* **Materials provided**
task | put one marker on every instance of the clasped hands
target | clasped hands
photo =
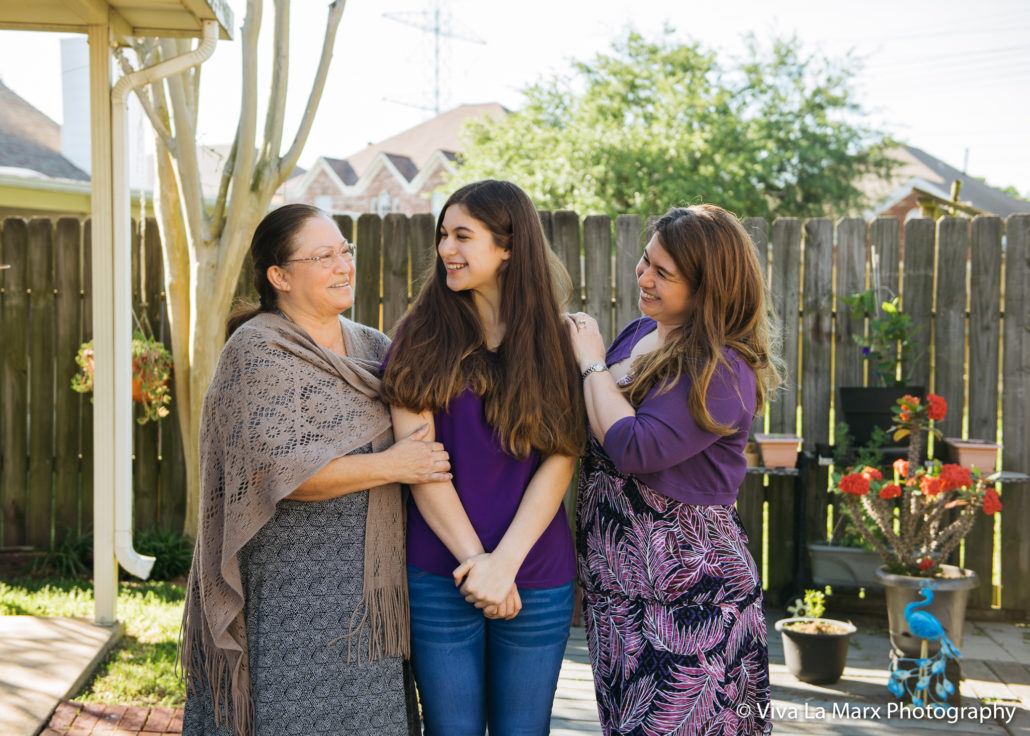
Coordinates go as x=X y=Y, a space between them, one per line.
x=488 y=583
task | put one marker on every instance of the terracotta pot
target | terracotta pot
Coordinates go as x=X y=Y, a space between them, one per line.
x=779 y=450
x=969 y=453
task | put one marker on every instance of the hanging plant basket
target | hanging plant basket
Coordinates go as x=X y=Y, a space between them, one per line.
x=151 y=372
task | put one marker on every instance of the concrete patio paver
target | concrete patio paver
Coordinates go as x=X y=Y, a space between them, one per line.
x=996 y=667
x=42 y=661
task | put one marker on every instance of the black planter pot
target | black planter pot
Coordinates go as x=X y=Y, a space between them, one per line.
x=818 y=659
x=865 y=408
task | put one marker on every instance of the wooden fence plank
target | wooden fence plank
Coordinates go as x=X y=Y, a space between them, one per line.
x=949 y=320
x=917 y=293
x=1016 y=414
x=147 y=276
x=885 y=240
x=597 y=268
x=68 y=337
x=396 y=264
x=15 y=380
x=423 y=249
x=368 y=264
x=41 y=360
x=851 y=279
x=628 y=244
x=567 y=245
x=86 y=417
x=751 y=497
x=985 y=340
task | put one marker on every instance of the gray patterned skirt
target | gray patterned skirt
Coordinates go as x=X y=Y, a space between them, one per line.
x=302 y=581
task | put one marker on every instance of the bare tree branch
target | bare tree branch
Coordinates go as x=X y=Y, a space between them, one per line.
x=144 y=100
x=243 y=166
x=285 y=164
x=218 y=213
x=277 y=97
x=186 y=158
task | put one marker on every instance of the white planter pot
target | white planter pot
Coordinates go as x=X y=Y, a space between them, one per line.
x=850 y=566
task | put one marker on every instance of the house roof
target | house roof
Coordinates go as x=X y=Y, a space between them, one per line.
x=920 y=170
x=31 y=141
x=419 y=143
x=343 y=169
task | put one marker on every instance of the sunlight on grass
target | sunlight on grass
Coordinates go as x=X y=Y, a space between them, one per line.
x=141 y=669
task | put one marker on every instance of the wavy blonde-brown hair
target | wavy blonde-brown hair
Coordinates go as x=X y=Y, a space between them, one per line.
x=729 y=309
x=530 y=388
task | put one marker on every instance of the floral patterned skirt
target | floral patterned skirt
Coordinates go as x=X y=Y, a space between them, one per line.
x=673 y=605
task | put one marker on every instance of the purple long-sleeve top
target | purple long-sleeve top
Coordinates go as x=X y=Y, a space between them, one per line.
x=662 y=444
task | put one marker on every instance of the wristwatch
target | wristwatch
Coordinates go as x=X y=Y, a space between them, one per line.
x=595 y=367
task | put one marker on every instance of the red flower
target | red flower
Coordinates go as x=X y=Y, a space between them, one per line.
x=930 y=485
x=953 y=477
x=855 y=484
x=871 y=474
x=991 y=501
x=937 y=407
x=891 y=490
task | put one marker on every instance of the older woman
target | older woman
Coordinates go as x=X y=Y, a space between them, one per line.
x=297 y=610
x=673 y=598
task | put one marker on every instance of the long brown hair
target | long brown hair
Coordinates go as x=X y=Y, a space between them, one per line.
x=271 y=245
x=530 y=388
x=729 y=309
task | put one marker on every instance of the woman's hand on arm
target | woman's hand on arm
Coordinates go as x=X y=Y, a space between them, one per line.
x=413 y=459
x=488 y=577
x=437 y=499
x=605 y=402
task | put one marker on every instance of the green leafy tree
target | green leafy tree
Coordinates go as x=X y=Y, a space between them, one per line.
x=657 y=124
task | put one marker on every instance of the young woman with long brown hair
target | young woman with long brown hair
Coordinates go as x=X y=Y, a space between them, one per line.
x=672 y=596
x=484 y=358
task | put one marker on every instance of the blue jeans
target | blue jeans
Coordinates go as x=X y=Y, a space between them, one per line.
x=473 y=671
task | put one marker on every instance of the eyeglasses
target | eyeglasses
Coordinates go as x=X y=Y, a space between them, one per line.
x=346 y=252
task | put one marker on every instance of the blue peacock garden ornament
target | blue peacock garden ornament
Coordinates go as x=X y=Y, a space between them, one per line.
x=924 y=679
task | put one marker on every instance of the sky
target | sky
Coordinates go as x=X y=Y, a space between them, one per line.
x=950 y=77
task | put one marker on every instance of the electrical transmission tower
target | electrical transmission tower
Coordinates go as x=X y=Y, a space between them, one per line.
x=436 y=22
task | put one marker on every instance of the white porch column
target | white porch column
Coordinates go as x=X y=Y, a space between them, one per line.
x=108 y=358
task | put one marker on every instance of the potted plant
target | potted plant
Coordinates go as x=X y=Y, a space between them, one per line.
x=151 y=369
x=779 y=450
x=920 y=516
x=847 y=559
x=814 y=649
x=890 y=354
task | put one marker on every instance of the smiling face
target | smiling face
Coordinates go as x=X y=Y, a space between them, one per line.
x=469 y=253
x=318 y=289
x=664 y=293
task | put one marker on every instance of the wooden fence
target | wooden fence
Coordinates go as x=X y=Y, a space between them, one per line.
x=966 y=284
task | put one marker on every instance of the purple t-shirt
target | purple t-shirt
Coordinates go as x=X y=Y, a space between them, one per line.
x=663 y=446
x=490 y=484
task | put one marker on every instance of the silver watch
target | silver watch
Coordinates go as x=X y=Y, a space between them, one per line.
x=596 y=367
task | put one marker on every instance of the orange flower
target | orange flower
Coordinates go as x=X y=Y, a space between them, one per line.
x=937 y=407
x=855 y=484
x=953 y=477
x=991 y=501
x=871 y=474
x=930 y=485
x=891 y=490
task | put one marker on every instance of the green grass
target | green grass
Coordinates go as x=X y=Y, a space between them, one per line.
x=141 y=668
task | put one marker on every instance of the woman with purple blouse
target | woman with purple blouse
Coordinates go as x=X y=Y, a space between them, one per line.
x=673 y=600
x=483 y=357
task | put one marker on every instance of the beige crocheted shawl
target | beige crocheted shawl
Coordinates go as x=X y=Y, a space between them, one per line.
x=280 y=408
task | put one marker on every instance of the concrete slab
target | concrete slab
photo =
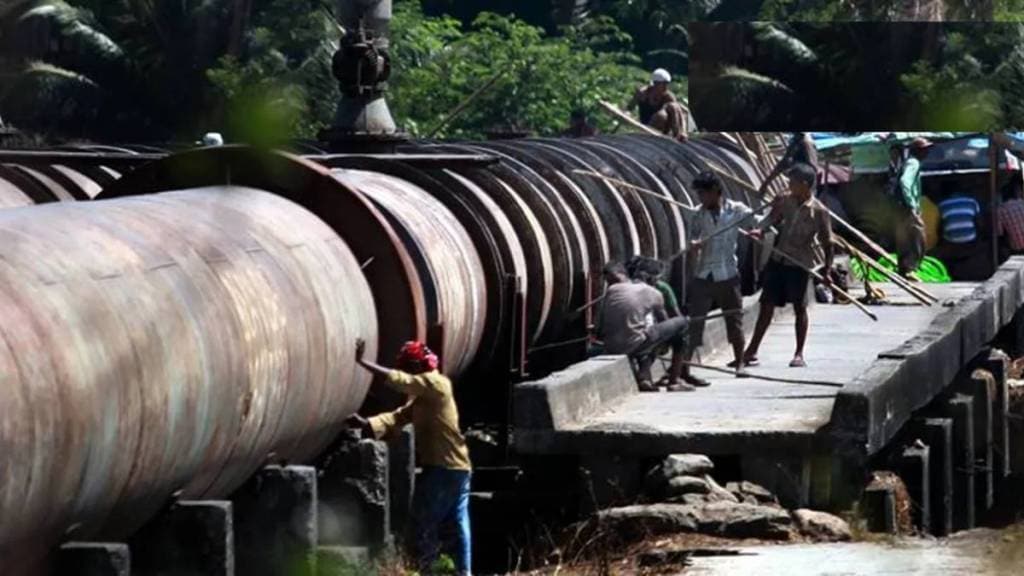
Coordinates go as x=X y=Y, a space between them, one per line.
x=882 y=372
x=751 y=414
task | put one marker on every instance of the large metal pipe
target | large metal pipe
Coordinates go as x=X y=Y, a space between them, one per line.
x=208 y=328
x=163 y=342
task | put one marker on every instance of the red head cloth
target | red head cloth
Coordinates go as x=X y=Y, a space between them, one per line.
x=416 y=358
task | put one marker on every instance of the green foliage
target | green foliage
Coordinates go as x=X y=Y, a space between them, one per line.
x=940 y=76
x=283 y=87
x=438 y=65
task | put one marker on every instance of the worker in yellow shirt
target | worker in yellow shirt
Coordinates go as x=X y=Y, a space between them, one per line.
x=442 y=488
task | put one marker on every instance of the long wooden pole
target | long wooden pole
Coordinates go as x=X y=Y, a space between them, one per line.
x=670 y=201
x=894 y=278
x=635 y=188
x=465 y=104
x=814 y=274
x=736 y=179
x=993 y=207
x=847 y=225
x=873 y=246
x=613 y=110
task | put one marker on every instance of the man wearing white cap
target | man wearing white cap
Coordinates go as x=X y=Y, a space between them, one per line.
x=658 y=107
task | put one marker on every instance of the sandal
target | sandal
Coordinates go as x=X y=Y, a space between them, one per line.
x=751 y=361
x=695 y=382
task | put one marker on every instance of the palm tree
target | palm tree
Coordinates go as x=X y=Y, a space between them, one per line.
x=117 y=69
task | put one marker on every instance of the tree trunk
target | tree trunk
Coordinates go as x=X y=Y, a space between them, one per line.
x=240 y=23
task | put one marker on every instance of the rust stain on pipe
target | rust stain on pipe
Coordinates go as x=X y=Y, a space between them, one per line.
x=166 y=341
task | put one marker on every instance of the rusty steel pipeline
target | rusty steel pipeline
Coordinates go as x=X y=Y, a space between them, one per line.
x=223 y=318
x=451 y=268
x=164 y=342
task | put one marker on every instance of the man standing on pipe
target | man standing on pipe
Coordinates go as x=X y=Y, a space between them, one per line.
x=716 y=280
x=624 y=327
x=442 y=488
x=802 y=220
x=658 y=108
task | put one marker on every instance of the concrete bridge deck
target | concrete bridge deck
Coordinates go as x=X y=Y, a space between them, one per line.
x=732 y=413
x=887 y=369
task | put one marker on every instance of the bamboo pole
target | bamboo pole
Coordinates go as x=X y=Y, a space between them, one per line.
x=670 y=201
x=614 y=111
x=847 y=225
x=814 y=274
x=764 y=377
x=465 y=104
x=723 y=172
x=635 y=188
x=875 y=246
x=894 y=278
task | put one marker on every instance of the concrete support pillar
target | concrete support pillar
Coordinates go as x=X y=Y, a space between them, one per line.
* * *
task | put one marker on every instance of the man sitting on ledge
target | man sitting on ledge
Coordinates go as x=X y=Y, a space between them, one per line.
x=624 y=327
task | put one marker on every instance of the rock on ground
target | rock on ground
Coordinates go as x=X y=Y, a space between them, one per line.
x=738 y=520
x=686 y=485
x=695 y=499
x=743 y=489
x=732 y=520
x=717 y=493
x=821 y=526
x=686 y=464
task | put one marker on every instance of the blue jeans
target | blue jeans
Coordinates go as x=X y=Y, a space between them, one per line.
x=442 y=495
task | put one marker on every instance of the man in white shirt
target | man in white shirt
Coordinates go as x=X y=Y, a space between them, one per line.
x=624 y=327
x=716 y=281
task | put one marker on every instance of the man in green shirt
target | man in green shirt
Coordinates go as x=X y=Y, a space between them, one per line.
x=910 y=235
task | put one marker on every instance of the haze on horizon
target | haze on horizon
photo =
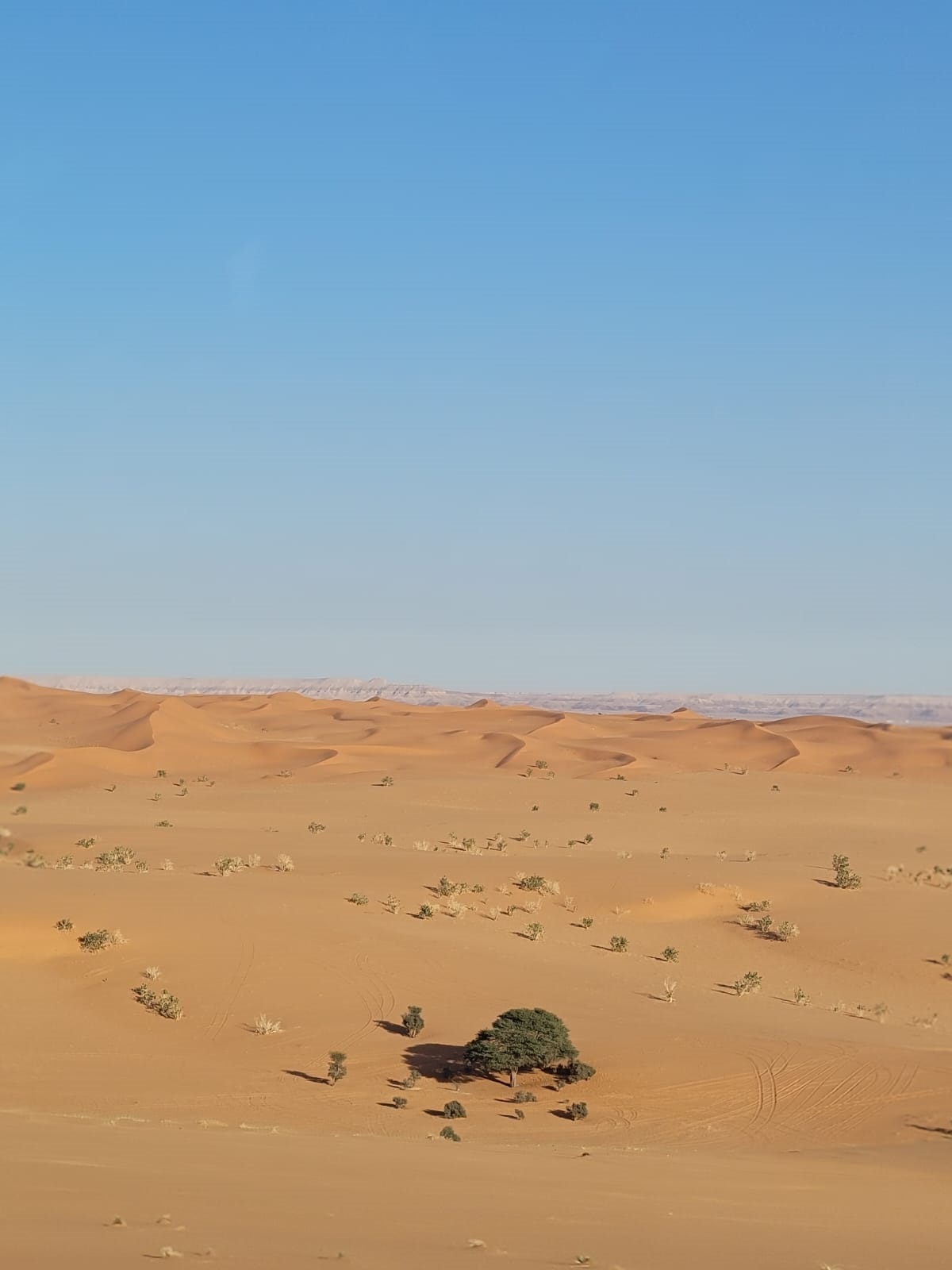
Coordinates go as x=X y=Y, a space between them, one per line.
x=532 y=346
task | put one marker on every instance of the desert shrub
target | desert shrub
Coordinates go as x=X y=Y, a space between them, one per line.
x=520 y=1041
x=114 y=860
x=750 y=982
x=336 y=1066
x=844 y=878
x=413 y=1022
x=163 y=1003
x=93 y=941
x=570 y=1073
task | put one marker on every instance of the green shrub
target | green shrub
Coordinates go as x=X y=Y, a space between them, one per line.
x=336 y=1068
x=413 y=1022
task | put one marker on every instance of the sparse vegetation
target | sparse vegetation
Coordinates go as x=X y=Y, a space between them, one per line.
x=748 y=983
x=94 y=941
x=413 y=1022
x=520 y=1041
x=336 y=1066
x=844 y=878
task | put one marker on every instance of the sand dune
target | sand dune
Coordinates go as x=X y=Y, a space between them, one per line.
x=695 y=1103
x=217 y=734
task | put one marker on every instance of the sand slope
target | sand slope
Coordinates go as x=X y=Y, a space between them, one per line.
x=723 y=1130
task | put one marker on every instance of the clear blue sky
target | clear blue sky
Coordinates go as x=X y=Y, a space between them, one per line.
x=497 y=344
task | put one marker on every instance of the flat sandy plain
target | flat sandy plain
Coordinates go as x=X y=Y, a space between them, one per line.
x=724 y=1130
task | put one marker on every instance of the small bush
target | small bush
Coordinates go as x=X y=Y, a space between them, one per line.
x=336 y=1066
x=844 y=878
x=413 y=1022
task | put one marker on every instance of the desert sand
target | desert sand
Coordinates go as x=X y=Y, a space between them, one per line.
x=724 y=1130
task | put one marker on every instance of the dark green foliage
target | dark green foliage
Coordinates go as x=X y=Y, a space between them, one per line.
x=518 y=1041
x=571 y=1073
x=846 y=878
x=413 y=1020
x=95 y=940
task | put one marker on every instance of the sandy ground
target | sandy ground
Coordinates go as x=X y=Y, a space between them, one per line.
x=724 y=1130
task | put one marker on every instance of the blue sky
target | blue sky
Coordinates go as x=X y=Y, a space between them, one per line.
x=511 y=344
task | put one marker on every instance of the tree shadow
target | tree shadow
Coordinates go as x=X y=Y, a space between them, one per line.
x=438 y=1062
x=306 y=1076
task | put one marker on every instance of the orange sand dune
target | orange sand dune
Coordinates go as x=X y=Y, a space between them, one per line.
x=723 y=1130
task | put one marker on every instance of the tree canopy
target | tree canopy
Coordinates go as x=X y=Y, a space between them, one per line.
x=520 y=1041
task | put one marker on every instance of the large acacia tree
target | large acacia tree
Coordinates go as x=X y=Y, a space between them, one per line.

* **What the exercise asks**
Reproduce the data above word for word, starting at the line that contains "task | put one marker on every instance of the sky" and stopping after the line that contains "x=108 y=358".

* **Response for this exercise**
task | put one marker on every instance of the sky
target | sky
Coordinates go as x=X y=Y, a space between them, one per line.
x=950 y=77
task | put one marker on every instance of the electrical transmission tower
target | electrical transmission tower
Coordinates go as x=X y=Y, a space between them, one per line.
x=436 y=22
task | put one marker on every instance of the white porch column
target | white porch column
Coordinates go as x=X y=Y, a space between them, one per line.
x=108 y=358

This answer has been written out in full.